▶ **WORK INSTRUCTIONS**
Copy all of the material exactly. Pictures are not to appear in the copy.

▶ **STORED ROWS**
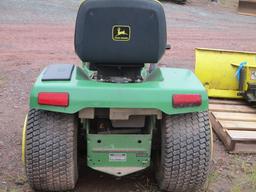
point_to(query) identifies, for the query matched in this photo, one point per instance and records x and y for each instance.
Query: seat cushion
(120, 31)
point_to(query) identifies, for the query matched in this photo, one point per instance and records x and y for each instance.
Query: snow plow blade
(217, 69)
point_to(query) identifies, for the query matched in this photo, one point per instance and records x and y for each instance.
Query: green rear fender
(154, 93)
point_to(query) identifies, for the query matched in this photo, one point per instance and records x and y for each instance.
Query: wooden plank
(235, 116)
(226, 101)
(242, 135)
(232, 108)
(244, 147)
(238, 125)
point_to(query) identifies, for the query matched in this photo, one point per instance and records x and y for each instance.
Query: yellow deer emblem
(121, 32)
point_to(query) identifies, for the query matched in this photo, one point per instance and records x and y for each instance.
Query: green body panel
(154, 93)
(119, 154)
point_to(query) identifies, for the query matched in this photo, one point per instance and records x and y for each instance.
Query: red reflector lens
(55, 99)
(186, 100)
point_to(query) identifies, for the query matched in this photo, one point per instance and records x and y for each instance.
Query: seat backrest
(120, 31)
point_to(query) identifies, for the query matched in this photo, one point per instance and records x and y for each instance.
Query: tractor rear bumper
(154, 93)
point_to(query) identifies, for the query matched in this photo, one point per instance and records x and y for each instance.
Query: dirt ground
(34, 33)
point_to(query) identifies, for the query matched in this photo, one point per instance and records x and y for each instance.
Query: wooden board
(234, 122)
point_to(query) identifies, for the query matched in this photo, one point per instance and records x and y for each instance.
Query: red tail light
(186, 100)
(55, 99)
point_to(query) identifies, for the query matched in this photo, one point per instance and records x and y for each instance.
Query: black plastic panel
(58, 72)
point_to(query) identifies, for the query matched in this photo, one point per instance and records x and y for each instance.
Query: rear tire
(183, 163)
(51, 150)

▶ **RESULT OF THE EXERCISE**
point_to(query) identifies, for the query matched in this photo, one point per instance and records x and y for each instance.
Query: seat cushion
(120, 31)
point_to(query) identifies, for the query matched in this photo, one point per instance and records x and y for each instance.
Query: snow plow blade
(217, 69)
point_to(query) identifies, for the query matched in this photo, one point per instance and records x and y for each instance.
Query: green rear fender
(154, 93)
point_to(query) identifies, for the query matched in this photo, one point per instance and records x and y for each instance.
Query: wooden plank
(235, 116)
(226, 101)
(242, 135)
(232, 108)
(244, 147)
(238, 125)
point_to(query) identifies, for the query matched in this photo, one point per instance and records x and y for each instance.
Query: yellow deer emblem
(121, 32)
point_to(query) identifies, for the query matched in this photo, one point per instance and records x and y for each instance.
Query: green body panel
(154, 93)
(119, 154)
point_to(query) identifies, for the query matched in this photo, one point per instance and records x and y for each instance.
Query: red reflector lens
(55, 99)
(186, 100)
point_to(query) identifies, for the query matched in this photo, one point per instance and records x and y for each instance.
Query: seat backrest
(120, 31)
point_to(query) identifies, for the query matched in this photo, one point per instance and records x and y for each instance.
Query: tractor rear bumper
(154, 93)
point_to(query) identifies, for the query matched in this photo, one point per instance and records x and y for each instance.
Query: dirt ground
(34, 33)
point_to(query) identifies, for the query matched in this photo, one point per instance and records x and y for each instance.
Query: wooden board
(234, 122)
point_to(query) identifies, for the query matched in this photo, one point per instance and records x and y for each instance.
Query: red tail light
(186, 100)
(55, 99)
point_to(query) identifies, for the query matched in this photo, one point per instance and records x and y for each instance.
Query: black plastic panel
(58, 72)
point_to(query) identifies, for the query matched in this photo, one point per instance and records x and y for each instance.
Query: rear tire
(183, 163)
(51, 150)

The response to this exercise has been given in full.